**Directive 1:**
Reproduce the passage from the Pang Kin-kee biography that begins at the words "Personal details" and stops after the words "the High Court.".
**Directive 2:**
In the Pang Kin-kee biography, which school in Hong Kong did Pang attend before going to Queen's University?

**Supplied text:**
Chairman of Electoral Affairs Commission
- In office 2006–2009

Judge of the Court of First Instance of the High Court
- In office 1997-?

Personal details
- Born: 1947 (age 77–78) China
- Education: Queen's University

= Pang Kin-kee =

Hong Kong judge

Mr Justice Pang Kin-kee, SBS (彭鍵基; born 1947) is a former Judge of the Court of First Instance of the High Court in Hong Kong.

==Biography==
Pang was born in China in 1947. He was educated at the Diocesan Boys' School in Hong Kong followed by Queen's University in Canada, where he graduated with a Bachelor of Arts (BA) in 1970. He was called to the English Bar in 1978 and had a career in private practice between 1979 and 1985. He was admitted as barrister and solicitor in Australia in 1983. In 1985, he was appointed magistrate and became a district judge in 1987. In 1997, he became a judge of the Court of First Instance of the High Court.

**Recorded data:**
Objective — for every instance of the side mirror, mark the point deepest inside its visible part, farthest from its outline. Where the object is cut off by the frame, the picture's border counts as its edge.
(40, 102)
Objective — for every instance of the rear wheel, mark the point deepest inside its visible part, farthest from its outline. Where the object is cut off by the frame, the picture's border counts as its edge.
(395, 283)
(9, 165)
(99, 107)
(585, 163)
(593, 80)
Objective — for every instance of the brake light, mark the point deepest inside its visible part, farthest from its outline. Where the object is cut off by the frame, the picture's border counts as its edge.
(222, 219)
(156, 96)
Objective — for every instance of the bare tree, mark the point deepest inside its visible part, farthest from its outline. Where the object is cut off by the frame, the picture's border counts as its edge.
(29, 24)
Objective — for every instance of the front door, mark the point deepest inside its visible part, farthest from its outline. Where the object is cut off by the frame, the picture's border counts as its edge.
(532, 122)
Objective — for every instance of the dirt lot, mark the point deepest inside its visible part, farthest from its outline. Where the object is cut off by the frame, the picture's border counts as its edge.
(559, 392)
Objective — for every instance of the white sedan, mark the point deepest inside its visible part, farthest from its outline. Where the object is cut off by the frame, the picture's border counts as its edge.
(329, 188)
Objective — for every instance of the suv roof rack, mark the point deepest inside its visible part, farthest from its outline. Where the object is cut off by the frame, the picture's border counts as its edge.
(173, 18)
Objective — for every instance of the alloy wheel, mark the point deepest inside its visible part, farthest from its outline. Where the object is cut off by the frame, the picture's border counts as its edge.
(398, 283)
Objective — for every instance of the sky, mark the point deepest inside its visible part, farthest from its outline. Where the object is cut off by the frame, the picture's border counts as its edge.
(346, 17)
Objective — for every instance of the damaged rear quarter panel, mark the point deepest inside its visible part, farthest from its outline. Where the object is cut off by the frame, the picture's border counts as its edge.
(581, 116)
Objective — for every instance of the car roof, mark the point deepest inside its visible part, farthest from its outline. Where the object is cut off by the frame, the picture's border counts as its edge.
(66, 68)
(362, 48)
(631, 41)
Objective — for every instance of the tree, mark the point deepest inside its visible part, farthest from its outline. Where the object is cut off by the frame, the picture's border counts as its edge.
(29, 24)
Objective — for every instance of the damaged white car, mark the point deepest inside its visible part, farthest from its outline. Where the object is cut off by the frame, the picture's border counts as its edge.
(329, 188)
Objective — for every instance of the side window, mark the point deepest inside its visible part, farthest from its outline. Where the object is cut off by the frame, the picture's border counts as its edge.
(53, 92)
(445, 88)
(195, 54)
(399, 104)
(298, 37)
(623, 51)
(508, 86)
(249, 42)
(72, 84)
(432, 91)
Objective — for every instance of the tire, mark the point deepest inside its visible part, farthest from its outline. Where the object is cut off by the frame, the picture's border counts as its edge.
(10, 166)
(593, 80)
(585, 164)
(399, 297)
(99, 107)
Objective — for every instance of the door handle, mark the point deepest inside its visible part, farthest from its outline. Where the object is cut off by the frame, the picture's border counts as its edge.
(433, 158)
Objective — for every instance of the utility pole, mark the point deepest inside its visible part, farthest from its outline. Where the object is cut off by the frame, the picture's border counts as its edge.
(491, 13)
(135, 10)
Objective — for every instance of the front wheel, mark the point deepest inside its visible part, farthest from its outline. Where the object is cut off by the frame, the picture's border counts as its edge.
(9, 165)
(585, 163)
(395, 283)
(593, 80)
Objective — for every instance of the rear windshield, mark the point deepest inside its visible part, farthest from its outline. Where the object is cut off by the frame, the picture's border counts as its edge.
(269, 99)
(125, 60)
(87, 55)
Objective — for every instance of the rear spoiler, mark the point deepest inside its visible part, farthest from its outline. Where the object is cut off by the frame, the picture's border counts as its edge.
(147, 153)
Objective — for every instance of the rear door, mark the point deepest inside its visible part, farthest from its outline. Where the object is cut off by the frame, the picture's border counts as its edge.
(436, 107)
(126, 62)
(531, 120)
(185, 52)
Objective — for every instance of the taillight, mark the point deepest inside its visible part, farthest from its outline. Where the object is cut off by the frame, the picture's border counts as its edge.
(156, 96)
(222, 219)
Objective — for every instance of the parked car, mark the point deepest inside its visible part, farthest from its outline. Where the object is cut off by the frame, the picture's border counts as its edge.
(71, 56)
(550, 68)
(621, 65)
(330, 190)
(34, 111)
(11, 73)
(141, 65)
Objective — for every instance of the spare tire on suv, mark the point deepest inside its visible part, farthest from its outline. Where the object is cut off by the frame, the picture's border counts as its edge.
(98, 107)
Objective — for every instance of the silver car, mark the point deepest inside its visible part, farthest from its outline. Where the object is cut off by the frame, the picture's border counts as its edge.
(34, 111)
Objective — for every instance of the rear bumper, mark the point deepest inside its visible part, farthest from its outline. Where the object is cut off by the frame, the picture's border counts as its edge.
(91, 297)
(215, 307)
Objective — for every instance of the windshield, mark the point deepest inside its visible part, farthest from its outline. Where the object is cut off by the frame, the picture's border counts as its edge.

**Solution 1:**
Personal details
- Born: 1947 (age 77–78) China
- Education: Queen's University

= Pang Kin-kee =

Hong Kong judge

Mr Justice Pang Kin-kee, SBS (彭鍵基; born 1947) is a former Judge of the Court of First Instance of the High Court in Hong Kong.

==Biography==
Pang was born in China in 1947. He was educated at the Diocesan Boys' School in Hong Kong followed by Queen's University in Canada, where he graduated with a Bachelor of Arts (BA) in 1970. He was called to the English Bar in 1978 and had a career in private practice between 1979 and 1985. He was admitted as barrister and solicitor in Australia in 1983. In 1985, he was appointed magistrate and became a district judge in 1987. In 1997, he became a judge of the Court of First Instance of the High Court.

**Solution 2:**
The Diocesan Boys' School.